## Passage
^^^^^^^^

SHARPTON: Melissa, I mean, when we see this, many of us have been out
here, and civil rights and other things have been maligned. But to say
these young people that are nonviolently protesting will drag you out of
your house and kill you, I mean, are they getting desperate to protect the
rich? I mean, what would even motivate someone to make such an outlandish
leap like that?

HARRIS-PERRY: Right. And I was going to say, Reverend Sharpton,
there`s a little bit of a clue there in that particular kind of attack.
Right?

Whenever an attack is just outlandish and not based in empirical
reality and way over the top, that should always be sort of a pause and
say, well, what does this mean moment? Look, if I was sort of a savvy
Republican, I would say, hey, any protest going on during a presidential
administration, we can just take this and spin it against the incumbent
president, right? That any protest could be read and defined as an anti-
Obama administration protest, and therefore we should get on its side.

So the fact that instead of sort of doing what Republicans often do,
which is to make savvy use of a populist movement for their own politics,
instead they`re turning against this particular populist movement, suggests
to me that, as you know from civil rights organizing, that whenever people
start claiming that you`re violent, that you`re anti-American, that you`re
somehow outside the norm --

SHARPTON: That`s right.

HARRIS-PERRY: -- that probably means that you are right in the sweet
spot of the thing that is most agonizingly worrisome for them about
protection of their privilege. And it is an indication that these Occupy
movements are beginning to tap into exactly that.

^^^^^^^^

## Listing
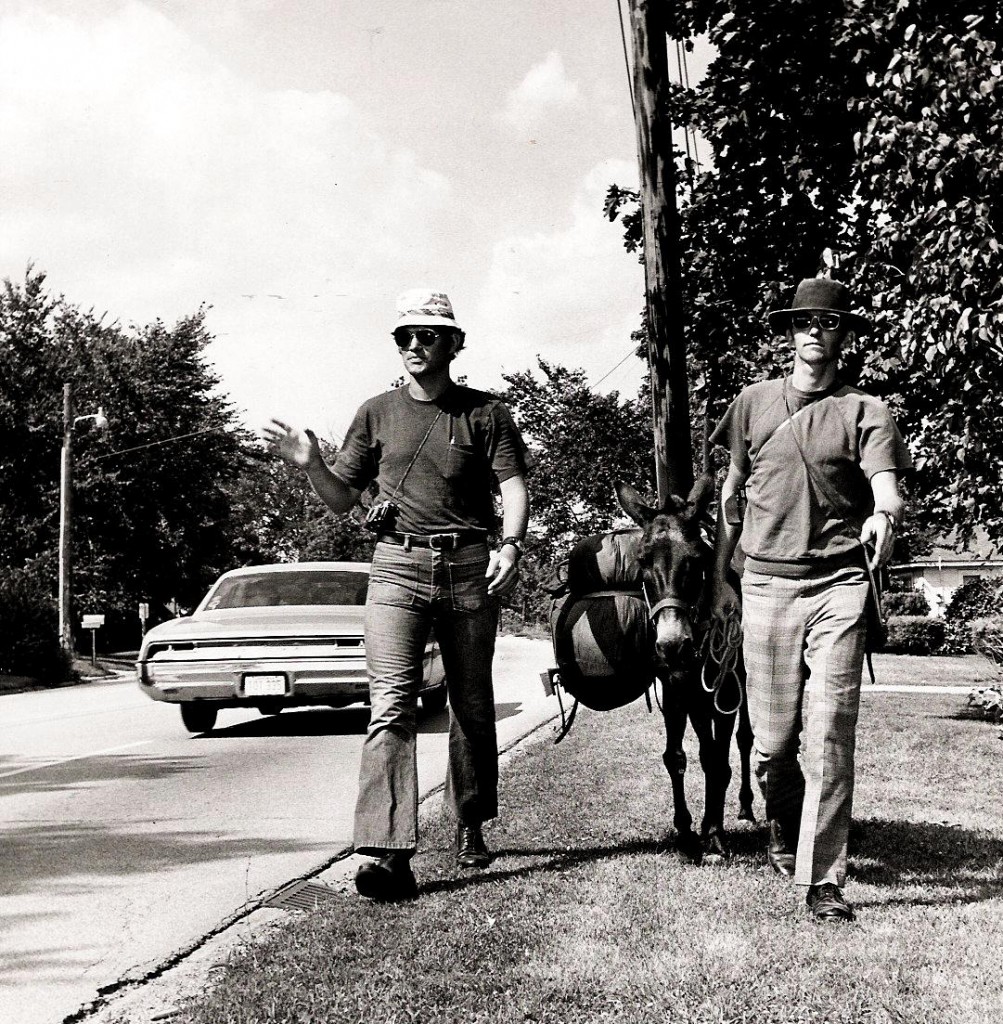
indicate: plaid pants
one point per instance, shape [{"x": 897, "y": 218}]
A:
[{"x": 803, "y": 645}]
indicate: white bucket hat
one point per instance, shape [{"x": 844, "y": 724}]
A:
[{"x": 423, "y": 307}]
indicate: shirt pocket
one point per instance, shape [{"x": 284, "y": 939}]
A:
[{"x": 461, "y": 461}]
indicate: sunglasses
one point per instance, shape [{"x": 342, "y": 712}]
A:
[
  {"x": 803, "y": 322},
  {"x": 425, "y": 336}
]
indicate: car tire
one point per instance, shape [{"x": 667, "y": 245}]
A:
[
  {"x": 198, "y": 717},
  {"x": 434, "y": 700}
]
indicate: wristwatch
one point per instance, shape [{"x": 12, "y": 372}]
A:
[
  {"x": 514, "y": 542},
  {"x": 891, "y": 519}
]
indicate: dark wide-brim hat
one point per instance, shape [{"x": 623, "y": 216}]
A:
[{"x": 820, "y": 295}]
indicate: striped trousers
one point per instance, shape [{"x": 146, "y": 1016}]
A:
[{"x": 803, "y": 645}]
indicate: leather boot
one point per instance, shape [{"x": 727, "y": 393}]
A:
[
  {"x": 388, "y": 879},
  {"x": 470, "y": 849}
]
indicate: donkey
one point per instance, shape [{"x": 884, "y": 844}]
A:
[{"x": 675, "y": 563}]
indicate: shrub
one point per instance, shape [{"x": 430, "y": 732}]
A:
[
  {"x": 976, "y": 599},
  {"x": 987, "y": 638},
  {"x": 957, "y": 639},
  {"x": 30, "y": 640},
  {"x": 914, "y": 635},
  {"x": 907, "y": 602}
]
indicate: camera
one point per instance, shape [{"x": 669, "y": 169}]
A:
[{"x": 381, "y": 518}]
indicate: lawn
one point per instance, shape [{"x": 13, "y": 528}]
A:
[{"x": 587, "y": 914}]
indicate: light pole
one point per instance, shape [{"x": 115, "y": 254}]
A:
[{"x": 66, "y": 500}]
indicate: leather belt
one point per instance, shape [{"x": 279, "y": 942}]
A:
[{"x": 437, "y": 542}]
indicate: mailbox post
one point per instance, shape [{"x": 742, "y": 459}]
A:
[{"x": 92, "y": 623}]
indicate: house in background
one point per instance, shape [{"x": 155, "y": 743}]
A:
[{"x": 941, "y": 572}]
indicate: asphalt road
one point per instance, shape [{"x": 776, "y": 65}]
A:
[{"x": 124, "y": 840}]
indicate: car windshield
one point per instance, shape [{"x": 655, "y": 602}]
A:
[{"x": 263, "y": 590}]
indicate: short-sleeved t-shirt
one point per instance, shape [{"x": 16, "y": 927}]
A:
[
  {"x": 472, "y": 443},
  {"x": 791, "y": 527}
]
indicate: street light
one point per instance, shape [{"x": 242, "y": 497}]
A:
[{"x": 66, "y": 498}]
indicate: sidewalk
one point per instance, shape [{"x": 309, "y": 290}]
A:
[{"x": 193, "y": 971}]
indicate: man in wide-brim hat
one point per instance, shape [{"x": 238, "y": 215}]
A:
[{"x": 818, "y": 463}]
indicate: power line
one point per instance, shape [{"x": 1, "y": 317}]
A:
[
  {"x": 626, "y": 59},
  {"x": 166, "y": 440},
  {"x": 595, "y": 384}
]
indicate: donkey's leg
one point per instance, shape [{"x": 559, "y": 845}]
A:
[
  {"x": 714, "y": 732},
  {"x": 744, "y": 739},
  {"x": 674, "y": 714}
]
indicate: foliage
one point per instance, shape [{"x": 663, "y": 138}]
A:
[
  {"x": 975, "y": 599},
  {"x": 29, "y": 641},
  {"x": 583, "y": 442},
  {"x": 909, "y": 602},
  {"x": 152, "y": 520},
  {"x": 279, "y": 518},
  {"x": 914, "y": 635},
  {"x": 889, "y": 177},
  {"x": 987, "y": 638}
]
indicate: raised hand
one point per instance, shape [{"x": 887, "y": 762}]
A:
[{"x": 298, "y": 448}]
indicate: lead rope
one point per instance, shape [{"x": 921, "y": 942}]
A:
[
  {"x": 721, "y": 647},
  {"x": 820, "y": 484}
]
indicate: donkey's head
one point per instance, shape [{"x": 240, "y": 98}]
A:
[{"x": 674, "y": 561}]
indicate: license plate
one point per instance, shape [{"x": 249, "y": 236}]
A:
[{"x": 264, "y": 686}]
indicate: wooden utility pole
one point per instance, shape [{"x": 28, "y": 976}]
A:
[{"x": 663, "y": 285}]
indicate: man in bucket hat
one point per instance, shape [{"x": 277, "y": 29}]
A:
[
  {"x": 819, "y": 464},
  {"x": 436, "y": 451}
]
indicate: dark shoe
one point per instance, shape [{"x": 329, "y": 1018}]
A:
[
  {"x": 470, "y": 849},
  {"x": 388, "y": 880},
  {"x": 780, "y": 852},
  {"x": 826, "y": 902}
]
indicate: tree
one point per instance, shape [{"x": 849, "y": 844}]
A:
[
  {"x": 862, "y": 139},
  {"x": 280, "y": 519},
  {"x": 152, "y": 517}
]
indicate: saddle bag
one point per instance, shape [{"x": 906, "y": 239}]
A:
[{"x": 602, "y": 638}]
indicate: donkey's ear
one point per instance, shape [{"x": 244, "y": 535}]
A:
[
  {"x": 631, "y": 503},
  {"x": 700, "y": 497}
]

^^^^^^^^

## Objectives
(1) Answer these questions about the Sharpton and Harris-Perry transcript, one answer per line:
(a) According to Sharpton, how are the young people protesting?
(b) Whom does Harris-Perry say a savvy Republican could spin any protest against?
(c) Which movements does Harris-Perry say are beginning to tap into the worry about protecting privilege?
(2) Write the next part of the Sharpton and Harris-Perry transcript on the Occupy movements, starting after its final line.

## Task responses
(1)
(a) They are protesting nonviolently.
(b) The incumbent president, with any protest read as an anti-Obama administration protest.
(c) The Occupy movements.

(2)
SHARPTON: But there`s a difference here, Melissa. I can tell you, as
a civil rights organizer, people don`t get savvy when you mess with their
gravy. And Wall Street is their gravy.

Melissa Harris-Perry, Van Jones, thank you both for your time this
evening.

HARRIS-PERRY: Thanks, Reverend.

JONES: Thank you very much.

SHARPTON: Ahead, as Americans suffer, Paul Ryan`s talking about sugar
highs.
President Obama responds to the Republican games.

Plus, the secret GOP plan to buy, steal and rig the election starts
with a half a billion dollars.

And Herman Cain first said blacks were brainwashed. Now he says this
--

(BEGIN VIDEO CLIP)

CAIN: I don`t believe racism in this country today holds might
anybody back in a big way.

(END VIDEO CLIP)

SHARPTON: You better believe I`m responding to that with facts.

You`re watching POLITICS NATION on MSNBC.

(COMMERCIAL BREAK)

SHARPTON: The Wall Street protests we`re seeing across the country
are yet proof what Americans want -- justice, and they want jobs. And they
want them now.

Tomorrow, in the Senate, President Obama will finally get a vote on
his jobs bill, forcing Republicans on go on the record against a plan that
would create nearly two million jobs.

(BEGIN VIDEO CLIP)

OBAMA: Any senator out there who`s thinking about voting against this
jobs bill needs to explain why they would oppose something that we know
would improve our economic situation. If the Republicans in Congress think
they have a better plan for creating jobs right now, they should prove it.

(END VIDEO CLIP)

SHARPTON: Prove it? The problem is they can`t.

We told you last week how even Republican economists admit GOP
proposals would do little to create jobs. Here and now, instead,
Republican leaders are recycling their tired old rhetoric about the
stimulus.

(BEGIN VIDEO CLIP)

RYAN: Because we don`t think doubling down on failed stimulus
policies which have already proven to fail is the right way to go, so we
want to work with ideas that have proven to work. Temporary stimulus, sort
of sugar-high economics, are not what businesses are telling us they need
to create jobs.

(END VIDEO CLIP)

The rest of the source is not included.